Source:

# Gestionnaire de fichiers (explorateur de fichiers) sur iPad4



## Edelweiss73190 (26 Décembre 2012)

Bonjour à tous,
Depuis peu je suis possesseur d'un iPad-4 Wifi 64 Go pour une utilisation professionnelle (souvent en déplacement). Mon iPad va progressivement et définitivement remplacé (lors de mes déplacements) mon PC portable sous Windows.
Pour info, mon unité centrale à mon bureau est un PC Windows relativement puissant (ce qui veut dire que je ne vais pas changer pour un Mac dans les deux années à venir pour des raisons d'amortissement du matériel). Jusqu'à ce jour j'ai toujours travaillé à 100% sous système Windows ce qui veut dire que la globalité de mes fichiers de travail "Clients" sont sous format Word, Excel et Power-Point. Je découvre l'univers de Mac. Pour info, j'utilise Dropbox et le Cloud de Mac.
Voilà le décors est planté et voici ma problématique :
- je suis donc souvent en déplacement et pas toujours une connexion Wifi à portée de main et mon forfait Internet 3G de mon téléphone pas toujours fiable suivant les endroits (et limité à 3 Go)
- je souhaite pouvoir avoir accès à tout moment (y compris hors connexion Internet) à tous mes fichiers de travail (Word, Excel, PowerPoint...), les retrouver facilement (sur mon iPad sachant que j'ai de la disponibilité en terme de mémoire de masse) sur le même principe qu'un EXPLORATEUR DE FICHIERS sur Windows, ceci à partir de n'importe quelle application bureautique iPad, du moins à partir de QuickOffice, OfficeSuite >>>>>> comment faire ???
Merci pour votre aide.
Cordialement


----------



## macandco7794 (26 Décembre 2012)

Bonjour

j'ai cru voir que cloudon permettait de lire les documents Office sur ipad, je l'ai téléchargé mais pas encore utilisé donc je ne pourrais pas développer mais regarde


----------



## Edelweiss73190 (26 Décembre 2012)

Bonsoir Macandco7794,
Merci pour la suggestion, je vais essayer
Bonne soirée


----------



## filaton (27 Décembre 2012)

Je pense que GoodReader conviendrait parfaitement à tes besoins !


----------

Extraits du listing:
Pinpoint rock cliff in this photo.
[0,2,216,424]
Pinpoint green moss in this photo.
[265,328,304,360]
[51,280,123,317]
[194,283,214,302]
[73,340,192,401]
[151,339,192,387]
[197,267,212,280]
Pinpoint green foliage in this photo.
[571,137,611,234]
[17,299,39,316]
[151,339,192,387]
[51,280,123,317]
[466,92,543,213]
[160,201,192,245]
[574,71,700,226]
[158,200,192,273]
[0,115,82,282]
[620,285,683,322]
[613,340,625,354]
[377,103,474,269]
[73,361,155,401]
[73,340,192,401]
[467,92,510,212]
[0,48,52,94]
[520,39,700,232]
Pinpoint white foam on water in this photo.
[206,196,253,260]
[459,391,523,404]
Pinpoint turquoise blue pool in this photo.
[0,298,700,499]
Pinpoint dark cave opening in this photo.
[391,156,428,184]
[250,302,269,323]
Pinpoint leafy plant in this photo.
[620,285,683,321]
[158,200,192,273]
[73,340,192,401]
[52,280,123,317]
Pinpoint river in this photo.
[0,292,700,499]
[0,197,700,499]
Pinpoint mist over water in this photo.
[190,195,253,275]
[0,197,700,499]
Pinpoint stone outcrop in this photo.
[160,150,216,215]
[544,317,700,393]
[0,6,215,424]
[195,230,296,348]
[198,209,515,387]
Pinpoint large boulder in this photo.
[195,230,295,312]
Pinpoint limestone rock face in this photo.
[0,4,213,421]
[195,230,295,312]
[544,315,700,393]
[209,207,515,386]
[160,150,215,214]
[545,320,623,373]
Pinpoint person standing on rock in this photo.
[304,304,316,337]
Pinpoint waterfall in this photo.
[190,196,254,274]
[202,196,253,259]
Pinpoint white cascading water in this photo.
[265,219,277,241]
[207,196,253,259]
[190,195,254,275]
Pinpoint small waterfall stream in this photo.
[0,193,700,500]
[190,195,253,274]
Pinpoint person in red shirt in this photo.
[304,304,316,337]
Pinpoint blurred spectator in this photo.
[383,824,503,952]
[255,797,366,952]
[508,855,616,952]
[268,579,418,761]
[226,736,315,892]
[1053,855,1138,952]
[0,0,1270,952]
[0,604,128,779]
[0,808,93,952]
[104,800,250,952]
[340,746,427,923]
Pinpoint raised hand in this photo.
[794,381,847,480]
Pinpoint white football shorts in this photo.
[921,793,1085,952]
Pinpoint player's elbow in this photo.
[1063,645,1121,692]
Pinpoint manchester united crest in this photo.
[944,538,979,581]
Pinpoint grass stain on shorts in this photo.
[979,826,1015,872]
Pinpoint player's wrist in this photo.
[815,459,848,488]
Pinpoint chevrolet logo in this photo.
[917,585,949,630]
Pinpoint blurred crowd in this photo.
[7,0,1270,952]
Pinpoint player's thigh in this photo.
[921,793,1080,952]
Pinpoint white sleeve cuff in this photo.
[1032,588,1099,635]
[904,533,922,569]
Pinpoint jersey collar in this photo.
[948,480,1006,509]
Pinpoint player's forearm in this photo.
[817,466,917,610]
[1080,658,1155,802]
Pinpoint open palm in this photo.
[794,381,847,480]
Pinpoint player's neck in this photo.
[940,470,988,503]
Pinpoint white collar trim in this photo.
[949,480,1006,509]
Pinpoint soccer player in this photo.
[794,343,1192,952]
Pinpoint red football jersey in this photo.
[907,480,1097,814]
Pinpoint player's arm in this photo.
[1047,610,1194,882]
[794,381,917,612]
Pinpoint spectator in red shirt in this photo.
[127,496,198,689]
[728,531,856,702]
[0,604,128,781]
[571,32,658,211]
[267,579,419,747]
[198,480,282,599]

Consigne: Pouvez-vous recopier intégralement, sans rien modifier, le fil de discussion sur le gestionnaire de fichiers pour iPad ? Ce listing provient d'une autre source que le fil de discussion.

Réponse attendue:
# Gestionnaire de fichiers (explorateur de fichiers) sur iPad4



## Edelweiss73190 (26 Décembre 2012)

Bonjour à tous,
Depuis peu je suis possesseur d'un iPad-4 Wifi 64 Go pour une utilisation professionnelle (souvent en déplacement). Mon iPad va progressivement et définitivement remplacé (lors de mes déplacements) mon PC portable sous Windows.
Pour info, mon unité centrale à mon bureau est un PC Windows relativement puissant (ce qui veut dire que je ne vais pas changer pour un Mac dans les deux années à venir pour des raisons d'amortissement du matériel). Jusqu'à ce jour j'ai toujours travaillé à 100% sous système Windows ce qui veut dire que la globalité de mes fichiers de travail "Clients" sont sous format Word, Excel et Power-Point. Je découvre l'univers de Mac. Pour info, j'utilise Dropbox et le Cloud de Mac.
Voilà le décors est planté et voici ma problématique :
- je suis donc souvent en déplacement et pas toujours une connexion Wifi à portée de main et mon forfait Internet 3G de mon téléphone pas toujours fiable suivant les endroits (et limité à 3 Go)
- je souhaite pouvoir avoir accès à tout moment (y compris hors connexion Internet) à tous mes fichiers de travail (Word, Excel, PowerPoint...), les retrouver facilement (sur mon iPad sachant que j'ai de la disponibilité en terme de mémoire de masse) sur le même principe qu'un EXPLORATEUR DE FICHIERS sur Windows, ceci à partir de n'importe quelle application bureautique iPad, du moins à partir de QuickOffice, OfficeSuite >>>>>> comment faire ???
Merci pour votre aide.
Cordialement


----------



## macandco7794 (26 Décembre 2012)

Bonjour

j'ai cru voir que cloudon permettait de lire les documents Office sur ipad, je l'ai téléchargé mais pas encore utilisé donc je ne pourrais pas développer mais regarde


----------



## Edelweiss73190 (26 Décembre 2012)

Bonsoir Macandco7794,
Merci pour la suggestion, je vais essayer
Bonne soirée


----------



## filaton (27 Décembre 2012)

Je pense que GoodReader conviendrait parfaitement à tes besoins !


----------